Segment Start: Material for the task

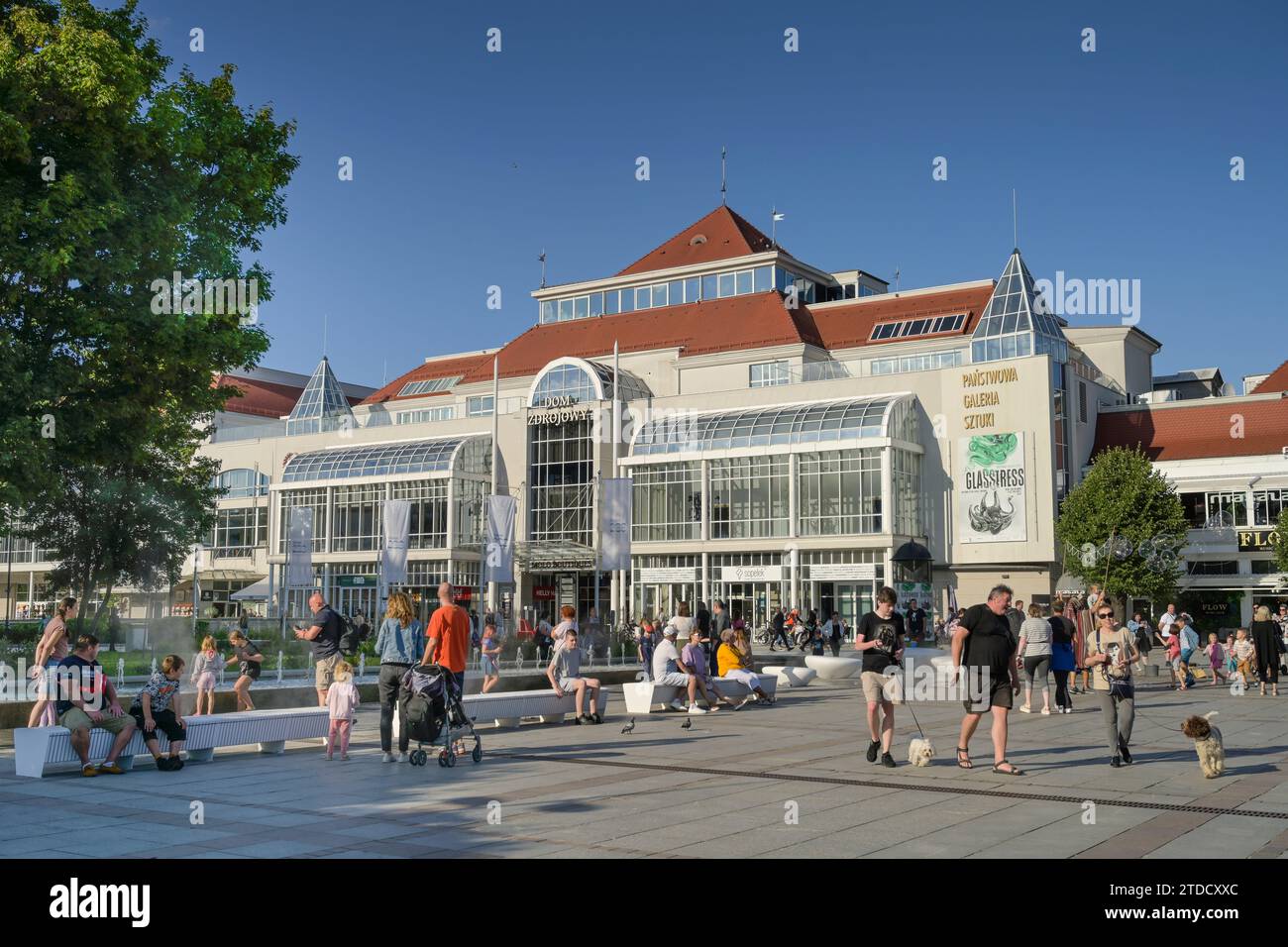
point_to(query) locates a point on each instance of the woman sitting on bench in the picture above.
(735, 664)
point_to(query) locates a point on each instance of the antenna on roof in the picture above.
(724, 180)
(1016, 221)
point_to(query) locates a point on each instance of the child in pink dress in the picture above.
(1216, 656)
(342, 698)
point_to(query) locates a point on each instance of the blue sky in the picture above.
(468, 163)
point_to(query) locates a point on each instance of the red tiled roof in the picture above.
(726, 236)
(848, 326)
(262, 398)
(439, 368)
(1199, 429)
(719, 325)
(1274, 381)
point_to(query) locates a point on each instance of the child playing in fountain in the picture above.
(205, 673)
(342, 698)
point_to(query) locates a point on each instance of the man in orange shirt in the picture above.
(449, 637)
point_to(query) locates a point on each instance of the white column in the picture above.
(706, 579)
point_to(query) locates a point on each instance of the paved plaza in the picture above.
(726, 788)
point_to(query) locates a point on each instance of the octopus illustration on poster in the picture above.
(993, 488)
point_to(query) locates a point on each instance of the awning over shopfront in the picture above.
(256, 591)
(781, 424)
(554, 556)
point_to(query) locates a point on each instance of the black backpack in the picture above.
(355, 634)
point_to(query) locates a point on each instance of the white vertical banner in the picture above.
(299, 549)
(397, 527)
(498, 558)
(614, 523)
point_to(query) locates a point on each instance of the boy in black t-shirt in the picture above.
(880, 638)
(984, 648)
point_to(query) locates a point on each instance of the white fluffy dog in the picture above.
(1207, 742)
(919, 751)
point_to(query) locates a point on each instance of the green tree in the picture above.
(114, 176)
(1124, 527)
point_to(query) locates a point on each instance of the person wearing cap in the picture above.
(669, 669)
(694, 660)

Segment End: Material for the task
Segment Start: Material for the task

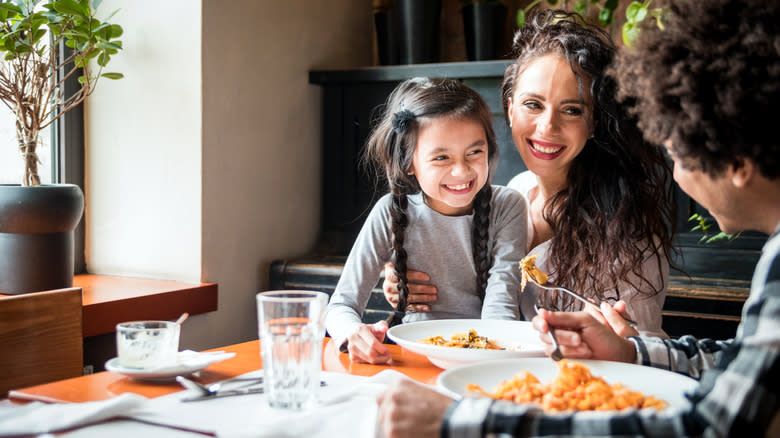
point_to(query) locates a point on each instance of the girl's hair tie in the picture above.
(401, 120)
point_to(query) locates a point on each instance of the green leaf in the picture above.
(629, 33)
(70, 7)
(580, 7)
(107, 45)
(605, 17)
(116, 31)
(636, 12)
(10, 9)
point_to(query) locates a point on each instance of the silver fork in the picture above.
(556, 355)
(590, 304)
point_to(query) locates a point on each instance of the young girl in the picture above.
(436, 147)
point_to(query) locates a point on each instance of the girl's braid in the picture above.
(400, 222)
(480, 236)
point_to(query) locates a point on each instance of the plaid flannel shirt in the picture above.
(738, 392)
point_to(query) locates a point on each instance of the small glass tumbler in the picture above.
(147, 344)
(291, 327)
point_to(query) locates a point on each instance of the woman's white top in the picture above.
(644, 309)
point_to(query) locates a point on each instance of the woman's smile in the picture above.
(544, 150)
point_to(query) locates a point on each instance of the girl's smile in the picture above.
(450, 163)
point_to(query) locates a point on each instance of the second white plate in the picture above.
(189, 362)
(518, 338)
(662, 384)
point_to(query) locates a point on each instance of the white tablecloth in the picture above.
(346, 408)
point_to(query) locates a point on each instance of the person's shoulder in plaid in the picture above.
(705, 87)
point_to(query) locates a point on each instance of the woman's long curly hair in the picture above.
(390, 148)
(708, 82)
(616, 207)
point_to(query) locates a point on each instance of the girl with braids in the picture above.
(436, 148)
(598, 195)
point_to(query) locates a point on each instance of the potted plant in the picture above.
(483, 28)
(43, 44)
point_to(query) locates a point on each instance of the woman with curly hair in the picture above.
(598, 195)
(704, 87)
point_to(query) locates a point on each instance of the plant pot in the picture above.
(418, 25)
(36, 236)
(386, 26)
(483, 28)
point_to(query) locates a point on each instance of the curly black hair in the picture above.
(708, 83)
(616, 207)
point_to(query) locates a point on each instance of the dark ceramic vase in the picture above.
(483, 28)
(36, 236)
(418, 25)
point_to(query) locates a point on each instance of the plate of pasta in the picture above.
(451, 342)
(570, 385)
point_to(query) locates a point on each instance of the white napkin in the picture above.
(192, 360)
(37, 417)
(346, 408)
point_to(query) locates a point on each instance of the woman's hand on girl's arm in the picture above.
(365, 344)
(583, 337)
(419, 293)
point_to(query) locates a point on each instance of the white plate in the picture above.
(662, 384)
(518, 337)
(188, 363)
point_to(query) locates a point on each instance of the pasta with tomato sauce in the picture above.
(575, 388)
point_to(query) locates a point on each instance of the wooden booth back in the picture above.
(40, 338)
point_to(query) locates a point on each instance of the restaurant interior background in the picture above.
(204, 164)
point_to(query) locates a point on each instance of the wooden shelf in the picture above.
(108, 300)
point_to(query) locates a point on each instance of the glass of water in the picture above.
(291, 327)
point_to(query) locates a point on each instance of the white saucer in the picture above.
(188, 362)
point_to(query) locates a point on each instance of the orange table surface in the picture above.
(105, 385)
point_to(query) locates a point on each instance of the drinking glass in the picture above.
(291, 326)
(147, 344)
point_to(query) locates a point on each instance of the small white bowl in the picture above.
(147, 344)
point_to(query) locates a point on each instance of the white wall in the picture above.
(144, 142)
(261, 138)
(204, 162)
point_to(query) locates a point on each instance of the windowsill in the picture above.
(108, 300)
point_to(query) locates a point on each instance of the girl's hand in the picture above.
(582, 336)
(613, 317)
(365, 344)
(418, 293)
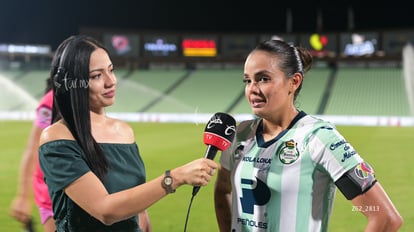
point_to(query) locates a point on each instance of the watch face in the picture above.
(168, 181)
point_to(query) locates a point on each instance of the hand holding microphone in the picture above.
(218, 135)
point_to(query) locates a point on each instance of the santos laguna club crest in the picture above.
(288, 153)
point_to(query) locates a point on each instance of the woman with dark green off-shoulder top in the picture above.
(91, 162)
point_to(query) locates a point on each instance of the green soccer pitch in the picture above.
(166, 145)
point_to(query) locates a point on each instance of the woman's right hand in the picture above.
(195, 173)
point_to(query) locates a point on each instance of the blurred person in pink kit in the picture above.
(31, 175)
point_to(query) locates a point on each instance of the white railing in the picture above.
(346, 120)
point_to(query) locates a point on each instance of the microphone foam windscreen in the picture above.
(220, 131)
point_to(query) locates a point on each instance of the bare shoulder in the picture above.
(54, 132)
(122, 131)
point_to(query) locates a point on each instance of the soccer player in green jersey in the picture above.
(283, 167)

Segment End: Material for the task
Segment Start: Material for the task

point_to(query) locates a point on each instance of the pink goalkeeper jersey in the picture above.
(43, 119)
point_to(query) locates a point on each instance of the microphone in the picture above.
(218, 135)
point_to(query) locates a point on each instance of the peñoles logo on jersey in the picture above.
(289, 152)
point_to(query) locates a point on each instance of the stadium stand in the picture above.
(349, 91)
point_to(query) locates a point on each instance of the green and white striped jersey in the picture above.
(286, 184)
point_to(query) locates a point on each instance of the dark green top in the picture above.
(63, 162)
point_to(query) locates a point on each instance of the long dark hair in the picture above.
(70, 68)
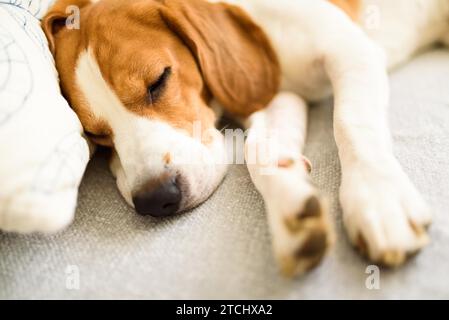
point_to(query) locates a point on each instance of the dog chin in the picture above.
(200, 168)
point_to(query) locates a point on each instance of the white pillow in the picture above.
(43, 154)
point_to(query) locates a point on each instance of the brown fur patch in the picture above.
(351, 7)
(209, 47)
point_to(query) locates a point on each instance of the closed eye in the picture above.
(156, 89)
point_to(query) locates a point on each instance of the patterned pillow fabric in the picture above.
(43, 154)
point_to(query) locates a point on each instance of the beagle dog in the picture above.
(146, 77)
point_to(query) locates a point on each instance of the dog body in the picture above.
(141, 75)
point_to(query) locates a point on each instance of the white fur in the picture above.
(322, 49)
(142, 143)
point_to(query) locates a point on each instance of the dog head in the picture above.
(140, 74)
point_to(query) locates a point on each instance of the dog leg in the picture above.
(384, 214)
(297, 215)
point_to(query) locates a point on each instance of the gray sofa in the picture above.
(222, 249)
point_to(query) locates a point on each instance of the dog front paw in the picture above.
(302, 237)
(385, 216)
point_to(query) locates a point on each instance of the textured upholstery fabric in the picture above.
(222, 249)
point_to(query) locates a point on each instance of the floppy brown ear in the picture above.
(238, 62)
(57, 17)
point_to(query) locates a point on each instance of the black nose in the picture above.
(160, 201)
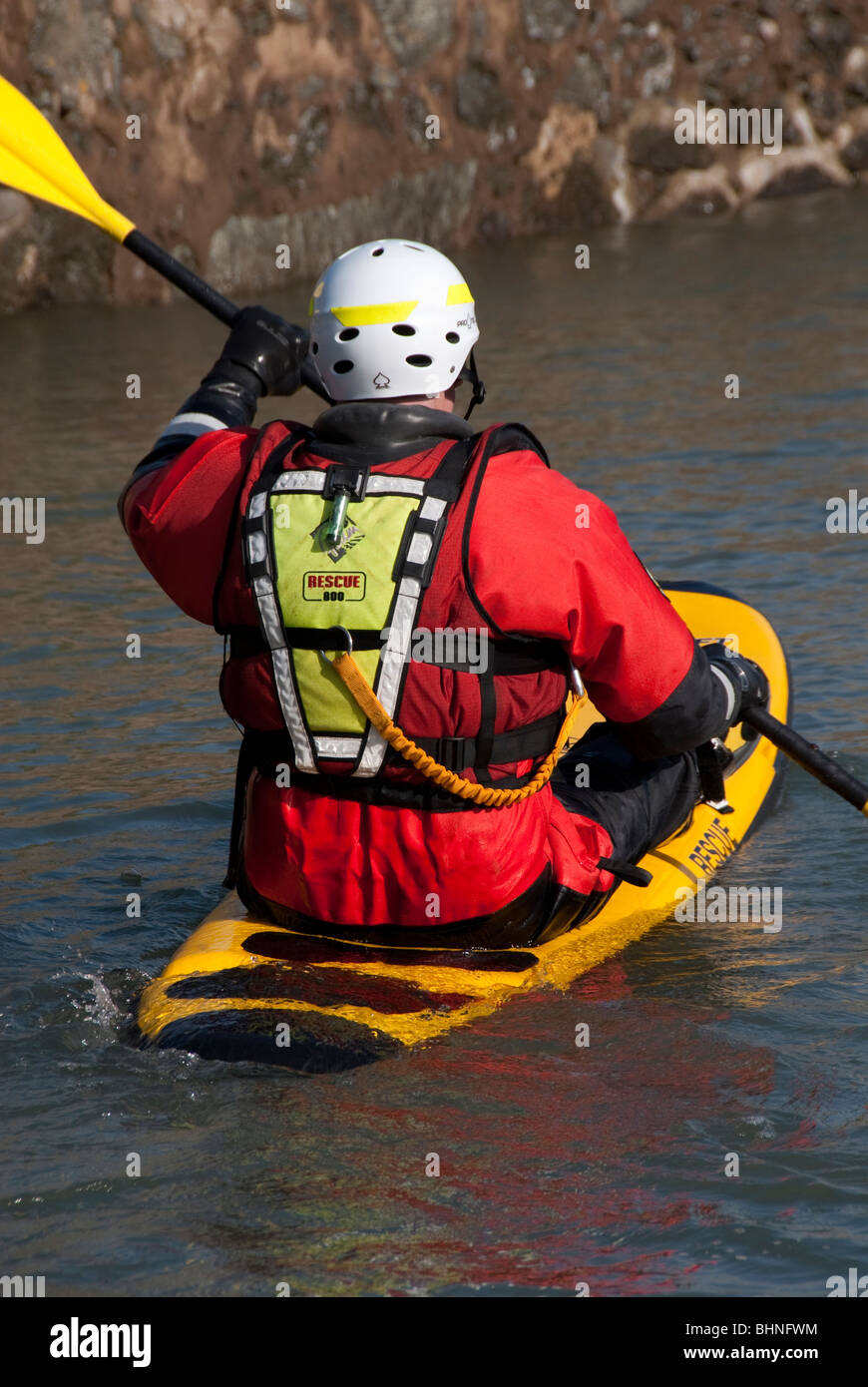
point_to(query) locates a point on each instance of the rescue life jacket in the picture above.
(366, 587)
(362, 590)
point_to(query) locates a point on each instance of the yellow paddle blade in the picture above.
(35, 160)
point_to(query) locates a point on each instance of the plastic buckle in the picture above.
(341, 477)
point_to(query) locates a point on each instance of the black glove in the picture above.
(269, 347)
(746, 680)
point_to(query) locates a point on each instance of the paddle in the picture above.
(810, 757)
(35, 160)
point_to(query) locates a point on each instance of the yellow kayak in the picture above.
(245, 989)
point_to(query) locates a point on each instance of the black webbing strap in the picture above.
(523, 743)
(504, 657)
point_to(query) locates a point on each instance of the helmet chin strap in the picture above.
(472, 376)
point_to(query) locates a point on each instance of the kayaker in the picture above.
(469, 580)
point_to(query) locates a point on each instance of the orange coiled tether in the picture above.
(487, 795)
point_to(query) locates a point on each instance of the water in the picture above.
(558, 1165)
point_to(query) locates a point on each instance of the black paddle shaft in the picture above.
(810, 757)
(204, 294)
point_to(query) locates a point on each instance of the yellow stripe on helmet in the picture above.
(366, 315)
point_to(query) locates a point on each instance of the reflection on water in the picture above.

Segment End: Material for the task

Repeat exactly the lines above, beginning at the one containing "point_to(query) locates a point on each instance of the floppy" and ending at the one containing "on water in the picture above.". Do not carry over any pictures.

point_to(query) locates a point on each instance of the floppy brown ear in the picture above.
(238, 62)
(57, 17)
point_to(query) locates a point on each instance of the black nose in the picture above.
(160, 201)
point_to(query) locates a point on each instance of the rescue life jacket in the picture above.
(366, 587)
(362, 590)
point_to(query) locates a point on each instance of the yellow paddle blade in the picture above.
(35, 160)
point_to(query) locates a point on each instance of the plastic buckle in the picture above.
(341, 477)
point_to(query) locates a point on each instance of the black glove in the picture above.
(269, 347)
(746, 680)
point_to(query) locates a point on each instance of the paddle in the picture above.
(810, 757)
(35, 160)
point_to(query) locates a point on each instance of the yellow kayak in the picture above.
(245, 989)
point_to(query) locates a point on each instance of the black webbing strap in the picture above.
(523, 743)
(504, 657)
point_to(query) locates a point on each instance of the helmet chin strap in the picture above.
(472, 376)
point_to(query) locates a point on each instance of the kayaker in the picture above.
(469, 580)
point_to(query) locates a point on each instance of the orange coiled tether in the picture above.
(487, 795)
point_to(query) locates a point on each instance of the water in the picture above.
(558, 1165)
point_to(query) locates a point on each instance of the black paddle shaft in the picture above.
(810, 757)
(204, 294)
point_to(query) locates a point on each instance of the yellow stripe on helmet in the picture above.
(366, 315)
point_to(query) locates a point on each instance of the reflection on water in the picture above.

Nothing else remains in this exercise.